**Document extract**
2
$\begingroup$

I can see that using the law of large numbers and perhaps mild conditions on the likelihood function, one can show the empirical Fisher information matrix uniformly converges to the true Fisher information matrix. I would like to know further how fast this uniform convergence is in terms of the number of observations?

It seems that there hasn't been much study on this problem and the literature is scarce. I tried to apply some of the results from Statistical Learning Theory, such as the analyses based on Rademacher Complexity, but those arguments seem to apply only to obtain large deviation bounds for the empirical process (i.e, the average negative log-likelihood function) and cannot be extended to its Hessian (i.e., the empirical Fisher information matrix).

I am not merely looking for asymptotic behavior which can be described by CLT, rather I would like to have large deviation-type inequalities for the Fisher information matrix. In particular I would like to know if and how fast the probability that the deviation between the spectrum of the empirical information matrix and that of the true information matrix exceeds some $\epsilon>0$ goes to zero as a function of the sample size. I'm interested in concentration inequality types of results.

EDIT: The paragraph above was added after the answer posted by -did, because I didn't have permission to add comments at that time and I wasn't aware of the editing rules. I accepted the answer by -did, but I think it addresses my problem only partially.

  • 0
    I don't think that the literature is scarce. Fisher information matrix is simply related to the variances regarding the observations. The law of large numbers is straightforward to be applied with some additional math.2012-07-14
  • 0
    @Seyhmus: CLT. $ $2012-07-14
  • 1
    A whole new paragraph was added to the question without any kind of warning or commenting, which modifies drastically the subject. Not wishing to condone such practices, I am out.2012-07-14
  • 0
    I wanted to post the changes as a comment, but as an unregistered user of this site I wasn't be able to make the changes in the comments, and even after I registered I couldn't do so because I didn't have enough reputation points. I didn't know other way than editing the question. I mentioned that the edit is to clarify the question, but it seems that it doesn't show up.2012-07-14
  • 0
    Got something from my answer below?2012-07-25
  • 0
    It didn't exactly answer what I needed. Surely, it describes the asymptotic behavior of the information matrix, but I'd like to know if and at what *rate* the empirical information matrix converges to the expected information matrix *in probability* ?2012-07-26
  • 0
    @did: My issue is that your answers address the questions I asked only partially. For example, for this question I wanted to know how fast the empirical Fisher Information matrix converges to the actual Fisher Info. matrix as the number of samples grows. In your answer, you only address convergence by CLT, and not the rate of convergence. As a relatively new user, I'm not familiar with every rule of the website. So let me know if I'm supposed to accept partial answers.2012-09-20
  • 1
    S.B. All this has already been said. (1.) You modified the question after an answer was posted. (2.) The CLT does provide a rate of convergence. (3.) If indeed you are not *familiar with the rules*, you could just check them.2012-09-20

1 Answers 1

4

You might have got the impression that the literature is scarce simply because this is a direct consequence of the central limit theorem.

**Provided information**
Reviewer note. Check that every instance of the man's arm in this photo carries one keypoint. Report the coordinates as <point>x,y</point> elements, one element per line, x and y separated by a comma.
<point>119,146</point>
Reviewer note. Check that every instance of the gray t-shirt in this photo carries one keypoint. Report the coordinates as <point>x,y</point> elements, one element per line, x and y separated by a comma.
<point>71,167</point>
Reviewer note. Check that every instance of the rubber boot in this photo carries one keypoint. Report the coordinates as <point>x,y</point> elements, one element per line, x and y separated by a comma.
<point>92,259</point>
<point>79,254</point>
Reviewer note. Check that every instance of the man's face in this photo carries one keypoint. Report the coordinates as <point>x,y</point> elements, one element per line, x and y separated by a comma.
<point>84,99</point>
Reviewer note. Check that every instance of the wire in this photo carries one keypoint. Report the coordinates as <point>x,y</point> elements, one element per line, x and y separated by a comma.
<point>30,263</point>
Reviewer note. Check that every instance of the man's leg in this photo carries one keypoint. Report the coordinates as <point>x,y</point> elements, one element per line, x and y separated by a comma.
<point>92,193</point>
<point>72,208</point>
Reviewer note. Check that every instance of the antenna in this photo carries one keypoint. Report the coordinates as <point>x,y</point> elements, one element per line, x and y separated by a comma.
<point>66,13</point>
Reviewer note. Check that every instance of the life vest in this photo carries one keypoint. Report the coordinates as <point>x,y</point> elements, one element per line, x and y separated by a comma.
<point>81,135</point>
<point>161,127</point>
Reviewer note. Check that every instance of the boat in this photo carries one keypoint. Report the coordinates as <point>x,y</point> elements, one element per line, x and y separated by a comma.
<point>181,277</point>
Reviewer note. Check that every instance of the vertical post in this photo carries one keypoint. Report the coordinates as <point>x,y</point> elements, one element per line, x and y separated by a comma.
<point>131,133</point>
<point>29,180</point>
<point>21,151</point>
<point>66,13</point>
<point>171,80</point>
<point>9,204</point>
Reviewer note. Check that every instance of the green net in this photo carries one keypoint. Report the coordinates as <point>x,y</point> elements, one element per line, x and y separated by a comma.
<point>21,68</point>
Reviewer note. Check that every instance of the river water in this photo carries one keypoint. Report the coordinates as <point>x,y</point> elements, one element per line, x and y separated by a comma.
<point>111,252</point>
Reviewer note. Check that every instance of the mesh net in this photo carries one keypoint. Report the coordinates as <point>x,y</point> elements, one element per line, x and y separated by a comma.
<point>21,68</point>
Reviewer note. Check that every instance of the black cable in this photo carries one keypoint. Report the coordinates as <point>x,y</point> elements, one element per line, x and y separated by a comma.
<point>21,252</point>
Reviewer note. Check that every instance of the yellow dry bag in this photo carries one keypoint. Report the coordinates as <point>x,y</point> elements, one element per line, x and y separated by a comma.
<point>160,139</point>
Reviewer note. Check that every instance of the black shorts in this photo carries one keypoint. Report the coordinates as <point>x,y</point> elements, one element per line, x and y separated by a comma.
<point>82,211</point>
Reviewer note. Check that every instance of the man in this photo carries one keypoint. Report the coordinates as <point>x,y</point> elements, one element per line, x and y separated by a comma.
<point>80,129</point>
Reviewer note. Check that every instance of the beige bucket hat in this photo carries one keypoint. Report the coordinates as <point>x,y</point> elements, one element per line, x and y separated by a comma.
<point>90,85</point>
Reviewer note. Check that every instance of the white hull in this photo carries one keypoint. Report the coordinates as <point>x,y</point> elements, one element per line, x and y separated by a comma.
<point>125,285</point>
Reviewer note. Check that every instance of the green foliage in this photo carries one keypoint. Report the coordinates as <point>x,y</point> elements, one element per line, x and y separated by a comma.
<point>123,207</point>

**Actions to take**
[1] In the Fisher information thread, which analyses from Statistical Learning Theory did the asker try to apply?
[2] Reproduce the Fisher information thread word for word from "EDIT: The paragraph" up to and including "problem only partially.".

**Set of answers**
[1] The analyses based on Rademacher Complexity.

[2]
EDIT: The paragraph above was added after the answer posted by -did, because I didn't have permission to add comments at that time and I wasn't aware of the editing rules. I accepted the answer by -did, but I think it addresses my problem only partially.